**Passage shown**

....

Growing up, few bands influenced me like Manic Street Preachers. I discovered them in 2001 almost 10 years after the release of their debut album Generation Terrorists. The following February marked seven years since the disappearance of guitarist Richey Edwards. Obviously, the Manics weren’t exactly blowing up the American pop charts in 2001. So why did they become the favorite band of an eighth grader in Murfreesboro, Tenn.?
For many, middle school is a horrific experience. I was a scrawny kid with bad hair, bad skin and a big nose. My classmates teased me mercilessly. I found solace in music. The Manics’ angst-ridden lyrics spoke to my tortured teenage soul and like that, I had found my new favorite band. Music was my entire identity back then (but let’s be honest, it still is!). The Welsh glam-meets-punk-meets-stadium rock band’s music couldn’t have been a further cry from life in Murfreesboro. Being a Manics fan allowed me to have some horrifying-then, hilarious-now experiences. Ladies and gentlemen, I give you the stories of my Cult of Richey adolescence in rural Tennessee.
These were the days before iPods, you see. I carried my entire CD collection and a Discman in my backpack. I spent nearly two hours on the bus commuting to school every day and being a typical angsty teen; I really didn’t want to socialize with anyone. So, I put my headphones on and listened to many of the bands that I still love today. Occasionally, a fellow student would genuinely be interested in what “the weird girl” was listening to. People often asked me if my copy of the Manics’ Holy Bible was a recording of the actual Bible. I usually responded with some Camus-inspired quote from Richey Edwards. The first time I went into a record store in Murfreesboro looking for Manics CDs, the employee asked me if they were a Christian band. A friend frequently referred to them as the “Manic Street Evangelists.” This was obviously a recurring theme.
My friend Heather was also a fan of the Manics. One day in eighth grade English class, we were pouring over the NME Originals edition about Manic Street Preachers. Because Heather and I were teased relentlessly in middle school, one of our classmates decided it would be funny to steal our magazine. He flipped through it and eventually landed on the infamous “4REAL” photo. Immediately, he threw the magazine down yelling that it was a “freak magazine” and that Heather and I were “freaks” for reading it. How I survived middle school, I will never know.
Around this same time, Heather and I went to the mall dressed up in feather boas and tiaras with “Culture Sluts” written in lipstick on our arms. No one got it. I used to write on my arms a lot in middle school. It was kind of the thing to do in 2001. Once, I was sent to the guidance counselor’s office for being Sharpie’d in phrases like, “Culture alienation boredom and despair” and “Dead End Doll.” The guidance counselor asked me if I was suicidal and/or needed therapy. “No,” I replied. “I just like Manic Street Preachers.”
These have been the tales of a Manics fan growing up in Tennessee in the early noughties.

....

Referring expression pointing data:
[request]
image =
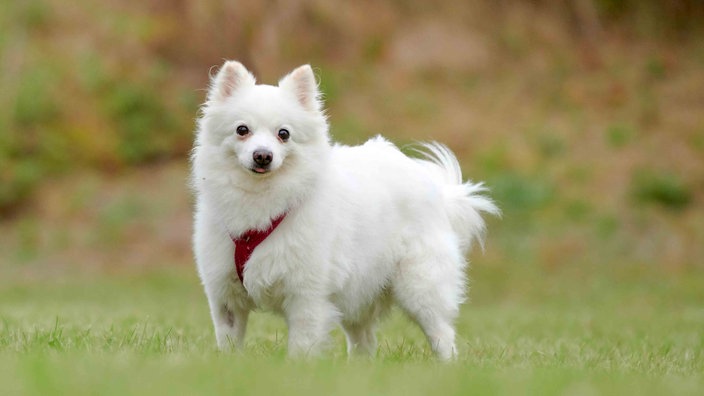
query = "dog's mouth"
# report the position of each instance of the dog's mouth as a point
(260, 170)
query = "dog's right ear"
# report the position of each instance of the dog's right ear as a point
(231, 77)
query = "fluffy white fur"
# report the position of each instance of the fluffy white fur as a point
(366, 225)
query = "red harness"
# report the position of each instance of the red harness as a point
(248, 241)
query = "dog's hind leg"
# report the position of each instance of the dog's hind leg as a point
(361, 331)
(429, 287)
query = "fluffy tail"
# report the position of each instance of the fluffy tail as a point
(465, 201)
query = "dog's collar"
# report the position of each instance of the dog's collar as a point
(248, 241)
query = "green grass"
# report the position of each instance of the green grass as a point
(525, 332)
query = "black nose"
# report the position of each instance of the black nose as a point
(263, 157)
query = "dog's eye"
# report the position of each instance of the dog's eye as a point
(284, 134)
(242, 130)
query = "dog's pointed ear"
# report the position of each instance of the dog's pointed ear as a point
(231, 77)
(301, 82)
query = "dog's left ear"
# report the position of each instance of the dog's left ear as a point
(301, 82)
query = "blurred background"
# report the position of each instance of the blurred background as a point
(584, 117)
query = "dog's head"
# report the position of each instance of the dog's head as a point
(262, 128)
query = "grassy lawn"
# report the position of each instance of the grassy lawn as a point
(566, 333)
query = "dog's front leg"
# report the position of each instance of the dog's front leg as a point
(227, 297)
(309, 319)
(230, 322)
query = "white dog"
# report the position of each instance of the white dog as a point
(323, 234)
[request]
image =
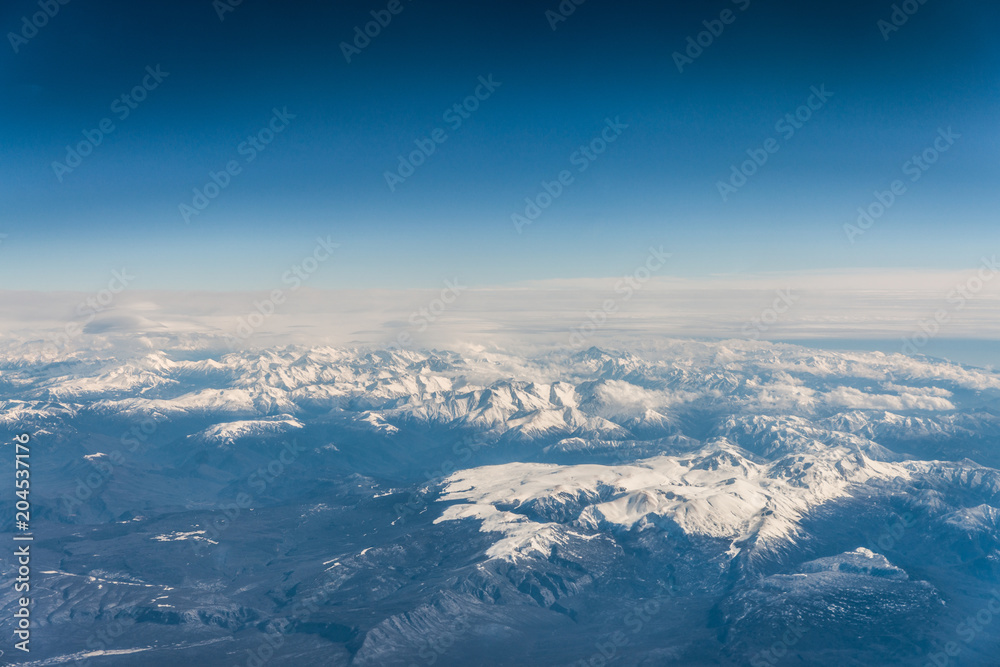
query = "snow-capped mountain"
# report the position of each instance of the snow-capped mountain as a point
(701, 503)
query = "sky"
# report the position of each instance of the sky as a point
(556, 83)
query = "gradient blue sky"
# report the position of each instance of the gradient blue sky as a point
(655, 185)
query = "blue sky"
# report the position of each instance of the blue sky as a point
(325, 173)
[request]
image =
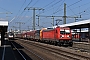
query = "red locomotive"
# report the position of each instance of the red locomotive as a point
(58, 35)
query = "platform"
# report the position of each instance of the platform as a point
(6, 53)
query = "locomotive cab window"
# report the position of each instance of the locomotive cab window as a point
(64, 31)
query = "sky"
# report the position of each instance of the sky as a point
(16, 11)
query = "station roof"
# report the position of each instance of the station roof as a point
(77, 25)
(3, 25)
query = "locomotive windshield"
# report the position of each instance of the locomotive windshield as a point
(64, 31)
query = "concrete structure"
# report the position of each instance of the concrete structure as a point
(3, 29)
(78, 25)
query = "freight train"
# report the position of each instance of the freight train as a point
(58, 35)
(10, 35)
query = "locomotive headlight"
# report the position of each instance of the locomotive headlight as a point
(68, 36)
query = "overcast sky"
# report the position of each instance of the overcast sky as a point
(14, 11)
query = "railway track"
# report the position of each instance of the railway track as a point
(64, 52)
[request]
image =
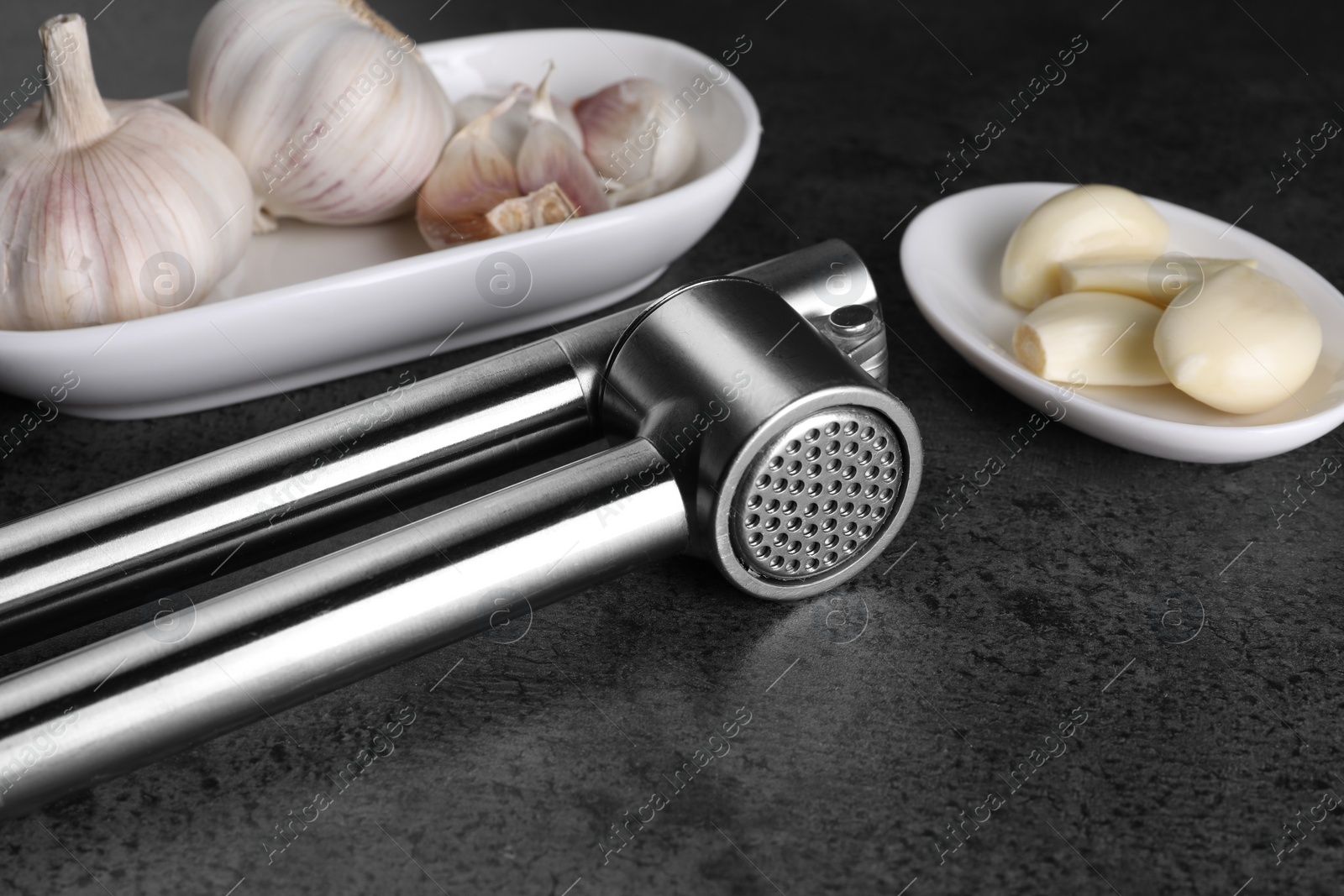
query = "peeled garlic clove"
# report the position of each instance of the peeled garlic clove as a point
(111, 211)
(1095, 221)
(550, 155)
(1149, 278)
(636, 137)
(542, 207)
(511, 128)
(333, 112)
(472, 177)
(1243, 344)
(1104, 336)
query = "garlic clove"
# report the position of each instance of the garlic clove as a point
(1156, 280)
(1104, 336)
(1243, 344)
(472, 176)
(636, 137)
(510, 129)
(550, 155)
(333, 112)
(1095, 222)
(111, 211)
(542, 207)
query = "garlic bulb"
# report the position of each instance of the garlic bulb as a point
(1156, 280)
(511, 128)
(636, 139)
(111, 211)
(333, 112)
(1245, 344)
(472, 177)
(1085, 222)
(550, 155)
(1104, 336)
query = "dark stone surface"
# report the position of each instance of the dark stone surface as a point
(990, 629)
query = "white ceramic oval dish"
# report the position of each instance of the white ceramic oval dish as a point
(311, 304)
(951, 257)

....

**Exercise goal**
Answer these questions from the Manic Street Preachers essay above, one per line.
(a) In what year did the writer discover Manic Street Preachers?
(b) What did the record store employee in Murfreesboro ask about the band?
(c) Where was the writer sent for having phrases written on their arms in Sharpie?

**Solution below**
(a) 2001
(b) Whether they were a Christian band
(c) The guidance counselor's office